● Page text:
- - -

Ed Navarro, circulation manager for the Imperial Valley Press, said evening deliveries and papers tossed by kids is working out great.

"We have more than 200 paper carriers (including papergirls) and 20 adult carriers," Navarro said.

Tony Banuelos is one of the adult carriers. He drives a Ford Ranger, not a Toyota, he noted.

A Los Angeles Dodger fan, Banuelos said he considers his job therapy and enjoys talking to the customers on his route.

He delivers to rural areas surrounding Holtville. The 85- mile route takes him three and a half hours.

If the Press starts morning deliveries, Banuelos' manner of delivery, by truck instead of bike, will be the norm not the exception.

Navarro said the Press hasn't decided if it is going to become a morning paper.

He praised the kids and adults who deliver the evening paper in spite of the heat, wind and dogs.

"They're doing a great job," Navarro said.

Navarro mulled the theories about why evening papers and paperboys are declining.

He said it could be because of cost concerns and possibly because of changing reading patterns.

Gabriel doesn't sit back and contemplate changes in the newspaper industry or reading patterns.

He isn't concerned the first job for millions of people this past century could become as antiquated as barbershop quartets.

He's got papers to roll.

For an hour after school he sits on the floor of his family apartment rolling, rolling, rolling. His hands smeared with ink, he snaps rubber bands once, twice around the rolls.

Newspapers pile around him.

He fills two canvas sacks emblazoned with "IMPERIAL VALLEY PRESS" in red block letters. Once his sacks are full he loads his bike.

He wraps the straps of the sacks around the handlebars of his deep purple 18-speed mountain bike and pushes the bike through his family's black security door.

He pedals away in the heat of a Calexico afternoon, about 97 degrees.

For 40 minutes he pedals, tosses, pedals, tosses, pedals, stops, walks up steps, pedals and tosses to 75 homes.

At the beginning of his route he rounds a corner and a little brown dog barks at him.

He said the worst experience he has had in his three-year delivering career was "the Rottweiler." The little brown dog is nothing compared to "the Rottweiler," he added.

The black hulking cujo that chased him lives off of a dusty alley near the border fence.

Gabriel said one day the dog was loose. That's right. Someone let the dog out.

Gabriel rode away as fast as he could, screaming at the top of his lungs.

The dog, maybe pitying the youngster, let him go.

Gabriel explained, "If you scream at a dog the dog will leave you alone." He added, "We're friends now."

Gabriel's customers, including the Rottweiler owner, pay $9 for a month of deliveries.

He pockets about 33 percent of that. He says he got into delivering papers because of the money.

He got a raise last October, 33 cents worth, when the cost of a subscription per month jumped from $8.

His favorite part of the job are promotions the Press runs.

Last year Gabriel got to go to Universal Studios. Saturday the Press threw a party at Bucklin Park for Gabriel and the other carriers.

Navarro said the kids enjoyed carne asada, games and a dunking booth featuring the carrier's bosses.

- - -

● Recorded data:
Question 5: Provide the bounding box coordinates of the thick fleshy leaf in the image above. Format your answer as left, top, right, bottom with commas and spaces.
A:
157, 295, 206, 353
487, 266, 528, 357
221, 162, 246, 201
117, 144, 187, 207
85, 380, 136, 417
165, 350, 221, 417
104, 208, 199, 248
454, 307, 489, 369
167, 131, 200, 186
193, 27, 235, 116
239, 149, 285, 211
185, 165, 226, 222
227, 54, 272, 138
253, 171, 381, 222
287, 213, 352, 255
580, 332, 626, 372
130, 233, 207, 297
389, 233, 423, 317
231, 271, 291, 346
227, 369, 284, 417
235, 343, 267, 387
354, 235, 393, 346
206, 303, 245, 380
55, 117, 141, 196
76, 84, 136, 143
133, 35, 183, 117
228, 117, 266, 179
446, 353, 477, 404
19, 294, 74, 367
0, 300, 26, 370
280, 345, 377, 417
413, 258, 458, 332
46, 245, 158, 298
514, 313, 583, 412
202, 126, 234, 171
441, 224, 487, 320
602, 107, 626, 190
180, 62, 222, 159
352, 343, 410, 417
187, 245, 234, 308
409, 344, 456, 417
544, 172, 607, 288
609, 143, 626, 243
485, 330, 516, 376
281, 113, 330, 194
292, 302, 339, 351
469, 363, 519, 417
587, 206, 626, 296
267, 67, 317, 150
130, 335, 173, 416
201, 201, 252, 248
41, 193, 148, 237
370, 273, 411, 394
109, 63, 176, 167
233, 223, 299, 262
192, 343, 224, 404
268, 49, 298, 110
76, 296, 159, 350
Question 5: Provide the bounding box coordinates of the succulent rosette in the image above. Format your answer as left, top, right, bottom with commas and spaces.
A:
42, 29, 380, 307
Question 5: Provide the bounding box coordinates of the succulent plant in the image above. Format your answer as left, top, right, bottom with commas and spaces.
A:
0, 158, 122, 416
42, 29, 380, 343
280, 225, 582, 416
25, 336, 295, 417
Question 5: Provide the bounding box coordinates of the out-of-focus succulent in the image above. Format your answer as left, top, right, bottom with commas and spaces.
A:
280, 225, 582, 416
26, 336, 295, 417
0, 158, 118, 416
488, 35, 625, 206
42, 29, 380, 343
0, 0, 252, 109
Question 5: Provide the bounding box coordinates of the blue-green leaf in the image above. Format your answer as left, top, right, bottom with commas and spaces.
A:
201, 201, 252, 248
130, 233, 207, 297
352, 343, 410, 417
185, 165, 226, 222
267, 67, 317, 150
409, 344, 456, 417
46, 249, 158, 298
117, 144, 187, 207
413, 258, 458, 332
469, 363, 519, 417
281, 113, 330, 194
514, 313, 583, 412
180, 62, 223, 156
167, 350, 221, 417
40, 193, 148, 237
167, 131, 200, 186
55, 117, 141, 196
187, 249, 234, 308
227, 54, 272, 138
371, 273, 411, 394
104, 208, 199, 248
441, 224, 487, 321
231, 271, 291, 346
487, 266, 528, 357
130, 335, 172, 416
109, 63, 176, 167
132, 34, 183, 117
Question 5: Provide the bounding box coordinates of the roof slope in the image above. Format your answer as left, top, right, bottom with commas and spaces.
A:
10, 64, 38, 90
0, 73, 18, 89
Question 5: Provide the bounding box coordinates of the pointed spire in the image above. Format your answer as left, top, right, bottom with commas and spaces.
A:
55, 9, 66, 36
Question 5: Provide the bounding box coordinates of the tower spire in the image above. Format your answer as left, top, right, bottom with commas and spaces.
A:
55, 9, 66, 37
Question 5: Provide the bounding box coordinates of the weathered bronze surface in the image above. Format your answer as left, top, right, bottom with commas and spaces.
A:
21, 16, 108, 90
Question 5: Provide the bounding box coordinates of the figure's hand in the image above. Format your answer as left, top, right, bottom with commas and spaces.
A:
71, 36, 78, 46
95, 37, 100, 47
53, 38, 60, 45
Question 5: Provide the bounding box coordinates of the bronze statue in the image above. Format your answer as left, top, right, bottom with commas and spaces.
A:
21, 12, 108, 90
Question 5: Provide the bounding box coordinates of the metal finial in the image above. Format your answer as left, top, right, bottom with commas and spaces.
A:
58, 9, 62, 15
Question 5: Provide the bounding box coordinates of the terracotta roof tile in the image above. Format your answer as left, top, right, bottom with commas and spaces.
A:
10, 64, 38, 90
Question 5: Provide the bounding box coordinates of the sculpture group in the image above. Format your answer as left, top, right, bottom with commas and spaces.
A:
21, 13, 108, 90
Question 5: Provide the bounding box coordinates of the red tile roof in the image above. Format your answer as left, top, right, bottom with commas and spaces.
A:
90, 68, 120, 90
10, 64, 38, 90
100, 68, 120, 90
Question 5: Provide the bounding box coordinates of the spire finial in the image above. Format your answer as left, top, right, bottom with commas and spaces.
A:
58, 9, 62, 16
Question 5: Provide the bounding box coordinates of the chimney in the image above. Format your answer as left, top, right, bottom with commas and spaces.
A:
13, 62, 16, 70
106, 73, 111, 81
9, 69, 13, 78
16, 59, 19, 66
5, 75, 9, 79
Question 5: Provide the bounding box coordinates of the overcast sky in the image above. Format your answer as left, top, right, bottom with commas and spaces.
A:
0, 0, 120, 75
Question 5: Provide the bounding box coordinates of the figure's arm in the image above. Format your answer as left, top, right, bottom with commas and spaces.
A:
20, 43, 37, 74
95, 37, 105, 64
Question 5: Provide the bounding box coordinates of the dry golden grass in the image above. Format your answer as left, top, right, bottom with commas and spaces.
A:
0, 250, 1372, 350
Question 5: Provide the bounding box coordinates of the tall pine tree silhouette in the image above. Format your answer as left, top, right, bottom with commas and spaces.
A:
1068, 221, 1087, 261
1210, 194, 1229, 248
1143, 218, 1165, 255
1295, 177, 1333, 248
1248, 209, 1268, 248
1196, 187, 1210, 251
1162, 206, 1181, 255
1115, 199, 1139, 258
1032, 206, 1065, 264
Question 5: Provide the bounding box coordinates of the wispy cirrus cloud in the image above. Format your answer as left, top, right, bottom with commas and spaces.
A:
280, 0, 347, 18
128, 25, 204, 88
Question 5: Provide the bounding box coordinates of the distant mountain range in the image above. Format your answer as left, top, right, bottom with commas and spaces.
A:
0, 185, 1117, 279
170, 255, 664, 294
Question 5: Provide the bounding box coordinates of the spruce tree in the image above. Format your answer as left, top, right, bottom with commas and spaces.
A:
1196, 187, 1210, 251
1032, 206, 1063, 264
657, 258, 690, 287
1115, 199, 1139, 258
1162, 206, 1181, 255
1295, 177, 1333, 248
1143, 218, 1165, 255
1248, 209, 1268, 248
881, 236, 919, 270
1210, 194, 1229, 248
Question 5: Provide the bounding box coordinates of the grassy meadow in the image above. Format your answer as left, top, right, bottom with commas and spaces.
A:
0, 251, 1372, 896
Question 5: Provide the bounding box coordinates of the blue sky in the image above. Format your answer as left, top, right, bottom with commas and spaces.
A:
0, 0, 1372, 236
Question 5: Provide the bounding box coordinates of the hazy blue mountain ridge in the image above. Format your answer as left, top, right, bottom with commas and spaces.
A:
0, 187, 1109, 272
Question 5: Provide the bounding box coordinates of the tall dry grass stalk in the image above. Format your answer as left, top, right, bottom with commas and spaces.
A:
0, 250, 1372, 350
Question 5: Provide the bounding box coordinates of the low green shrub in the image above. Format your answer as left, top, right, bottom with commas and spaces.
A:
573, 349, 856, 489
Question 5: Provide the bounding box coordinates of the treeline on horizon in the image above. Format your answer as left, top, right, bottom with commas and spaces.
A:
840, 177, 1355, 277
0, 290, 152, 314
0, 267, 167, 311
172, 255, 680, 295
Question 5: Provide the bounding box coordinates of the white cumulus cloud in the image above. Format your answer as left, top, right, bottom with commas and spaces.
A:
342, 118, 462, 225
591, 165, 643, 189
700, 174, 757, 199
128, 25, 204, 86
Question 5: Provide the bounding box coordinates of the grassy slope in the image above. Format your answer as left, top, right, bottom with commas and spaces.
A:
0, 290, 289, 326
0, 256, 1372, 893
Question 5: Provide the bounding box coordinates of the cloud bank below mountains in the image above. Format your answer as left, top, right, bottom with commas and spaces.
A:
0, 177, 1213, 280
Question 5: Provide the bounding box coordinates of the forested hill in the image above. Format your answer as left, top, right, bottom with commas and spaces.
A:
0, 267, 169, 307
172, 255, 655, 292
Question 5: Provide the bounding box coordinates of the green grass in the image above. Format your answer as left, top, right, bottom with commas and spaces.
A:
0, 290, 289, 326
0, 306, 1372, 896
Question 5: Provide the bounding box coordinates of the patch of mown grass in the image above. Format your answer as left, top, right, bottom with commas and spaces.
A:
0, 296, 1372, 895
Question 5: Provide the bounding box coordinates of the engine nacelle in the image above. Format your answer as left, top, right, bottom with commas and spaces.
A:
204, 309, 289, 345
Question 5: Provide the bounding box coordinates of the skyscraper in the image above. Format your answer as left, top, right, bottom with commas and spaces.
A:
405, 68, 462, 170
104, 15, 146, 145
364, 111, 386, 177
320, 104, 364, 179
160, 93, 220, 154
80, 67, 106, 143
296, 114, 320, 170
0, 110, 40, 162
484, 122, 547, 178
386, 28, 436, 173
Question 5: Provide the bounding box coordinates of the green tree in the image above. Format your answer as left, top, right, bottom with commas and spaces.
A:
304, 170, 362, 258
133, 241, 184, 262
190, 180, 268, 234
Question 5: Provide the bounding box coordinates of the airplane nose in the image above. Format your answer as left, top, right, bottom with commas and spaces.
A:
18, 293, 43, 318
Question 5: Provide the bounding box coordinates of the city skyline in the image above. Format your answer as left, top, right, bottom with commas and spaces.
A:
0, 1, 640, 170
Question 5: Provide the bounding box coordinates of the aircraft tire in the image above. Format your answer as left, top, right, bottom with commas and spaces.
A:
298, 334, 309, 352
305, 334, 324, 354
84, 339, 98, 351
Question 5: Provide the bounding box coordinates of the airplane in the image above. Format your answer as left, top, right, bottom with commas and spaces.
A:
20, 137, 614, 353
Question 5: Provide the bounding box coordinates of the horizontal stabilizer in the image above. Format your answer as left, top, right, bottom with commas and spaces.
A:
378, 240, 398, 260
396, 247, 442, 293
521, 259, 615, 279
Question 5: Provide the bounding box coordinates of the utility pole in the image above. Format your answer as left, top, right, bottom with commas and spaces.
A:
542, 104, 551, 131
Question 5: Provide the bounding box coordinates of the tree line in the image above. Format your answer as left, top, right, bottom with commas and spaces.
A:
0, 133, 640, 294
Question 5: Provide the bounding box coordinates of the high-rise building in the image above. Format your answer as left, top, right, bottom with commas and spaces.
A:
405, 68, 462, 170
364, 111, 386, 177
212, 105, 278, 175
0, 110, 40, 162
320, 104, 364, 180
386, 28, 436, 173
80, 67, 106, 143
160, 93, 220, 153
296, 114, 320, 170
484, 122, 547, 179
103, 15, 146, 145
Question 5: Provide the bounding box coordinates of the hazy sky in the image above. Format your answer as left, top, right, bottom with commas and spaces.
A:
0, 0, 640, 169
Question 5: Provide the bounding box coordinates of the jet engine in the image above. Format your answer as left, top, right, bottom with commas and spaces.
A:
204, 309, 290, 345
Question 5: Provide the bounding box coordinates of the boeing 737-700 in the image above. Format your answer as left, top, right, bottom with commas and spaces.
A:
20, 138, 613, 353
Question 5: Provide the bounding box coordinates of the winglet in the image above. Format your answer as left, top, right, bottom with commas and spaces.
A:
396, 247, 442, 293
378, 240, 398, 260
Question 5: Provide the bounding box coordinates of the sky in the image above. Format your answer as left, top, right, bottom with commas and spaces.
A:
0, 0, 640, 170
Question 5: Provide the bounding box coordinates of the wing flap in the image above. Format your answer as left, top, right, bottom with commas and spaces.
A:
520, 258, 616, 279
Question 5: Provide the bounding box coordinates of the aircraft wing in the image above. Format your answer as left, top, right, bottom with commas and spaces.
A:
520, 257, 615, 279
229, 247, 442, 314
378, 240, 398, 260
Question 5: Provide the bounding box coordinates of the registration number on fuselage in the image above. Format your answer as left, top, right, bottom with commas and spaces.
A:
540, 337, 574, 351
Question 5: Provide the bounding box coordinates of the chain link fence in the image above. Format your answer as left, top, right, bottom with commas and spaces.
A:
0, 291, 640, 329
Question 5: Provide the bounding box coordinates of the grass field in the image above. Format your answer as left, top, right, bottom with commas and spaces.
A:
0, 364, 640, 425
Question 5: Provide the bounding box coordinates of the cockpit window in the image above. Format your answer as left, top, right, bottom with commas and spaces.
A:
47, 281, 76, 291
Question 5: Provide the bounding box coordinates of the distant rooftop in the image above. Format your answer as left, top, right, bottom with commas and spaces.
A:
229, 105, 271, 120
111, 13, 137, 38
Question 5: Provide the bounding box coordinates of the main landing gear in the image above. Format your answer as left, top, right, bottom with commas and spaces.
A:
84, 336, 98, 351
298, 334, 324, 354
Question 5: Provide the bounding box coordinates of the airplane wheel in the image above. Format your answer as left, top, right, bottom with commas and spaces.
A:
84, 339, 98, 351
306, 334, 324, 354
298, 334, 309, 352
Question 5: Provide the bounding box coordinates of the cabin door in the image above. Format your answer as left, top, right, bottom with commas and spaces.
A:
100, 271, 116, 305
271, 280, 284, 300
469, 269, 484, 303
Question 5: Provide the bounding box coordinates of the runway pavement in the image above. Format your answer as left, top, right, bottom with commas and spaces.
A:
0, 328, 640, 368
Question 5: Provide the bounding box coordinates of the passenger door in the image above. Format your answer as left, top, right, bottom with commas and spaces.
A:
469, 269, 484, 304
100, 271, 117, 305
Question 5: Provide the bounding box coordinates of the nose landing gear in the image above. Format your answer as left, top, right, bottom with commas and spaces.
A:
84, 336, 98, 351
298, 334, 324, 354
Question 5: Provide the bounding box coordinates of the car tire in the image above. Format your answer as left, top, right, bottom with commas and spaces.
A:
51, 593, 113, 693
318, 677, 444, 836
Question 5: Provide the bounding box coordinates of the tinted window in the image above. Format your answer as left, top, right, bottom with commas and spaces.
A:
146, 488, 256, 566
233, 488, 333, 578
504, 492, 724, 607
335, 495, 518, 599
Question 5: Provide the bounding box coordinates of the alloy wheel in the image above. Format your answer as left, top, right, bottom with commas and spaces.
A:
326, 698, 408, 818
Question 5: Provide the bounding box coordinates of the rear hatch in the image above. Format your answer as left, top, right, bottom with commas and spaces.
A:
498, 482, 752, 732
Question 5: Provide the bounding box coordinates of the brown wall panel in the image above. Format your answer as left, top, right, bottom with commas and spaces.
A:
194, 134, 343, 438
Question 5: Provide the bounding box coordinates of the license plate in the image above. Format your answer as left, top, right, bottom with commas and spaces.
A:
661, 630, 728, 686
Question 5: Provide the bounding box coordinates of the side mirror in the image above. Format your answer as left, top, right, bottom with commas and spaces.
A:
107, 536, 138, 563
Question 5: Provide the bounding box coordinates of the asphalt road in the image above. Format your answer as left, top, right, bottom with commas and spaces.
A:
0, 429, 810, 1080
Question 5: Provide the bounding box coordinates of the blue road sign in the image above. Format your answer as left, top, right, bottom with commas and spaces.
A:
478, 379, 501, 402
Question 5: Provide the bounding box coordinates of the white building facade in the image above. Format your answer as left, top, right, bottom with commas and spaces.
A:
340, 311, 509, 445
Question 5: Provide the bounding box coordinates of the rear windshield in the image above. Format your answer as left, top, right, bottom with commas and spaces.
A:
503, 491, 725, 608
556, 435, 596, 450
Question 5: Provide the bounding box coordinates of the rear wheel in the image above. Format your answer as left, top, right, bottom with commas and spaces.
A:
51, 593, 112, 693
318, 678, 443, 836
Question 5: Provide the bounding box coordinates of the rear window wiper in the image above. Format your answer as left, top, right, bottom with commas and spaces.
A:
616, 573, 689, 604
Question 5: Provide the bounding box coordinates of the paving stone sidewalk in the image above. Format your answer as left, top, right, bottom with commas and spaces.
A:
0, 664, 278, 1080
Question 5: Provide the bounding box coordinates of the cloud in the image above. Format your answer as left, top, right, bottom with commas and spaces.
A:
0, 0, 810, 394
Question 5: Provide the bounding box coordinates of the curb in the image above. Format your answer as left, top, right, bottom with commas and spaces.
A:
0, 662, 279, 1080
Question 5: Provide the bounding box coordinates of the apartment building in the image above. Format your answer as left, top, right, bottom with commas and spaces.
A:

- - -

● To do:
Using the article about newspaper carriers above, decide whether each statement agrees with it. Answer yes or no for each, and quote the words of the article that decide it.
1. Banuelos drives a Toyota on his route.
2. Gabriel delivers to 75 homes in about 40 minutes.
3. The Press has decided to become a morning paper.

● Answer space:
1. No: "He drives a Ford Ranger, not a Toyota, he noted."
2. Yes: "For 40 minutes he pedals, tosses, pedals, tosses, pedals, stops, walks up steps, pedals and tosses to 75 homes."
3. No: "Navarro said the Press hasn't decided if it is going to become a morning paper."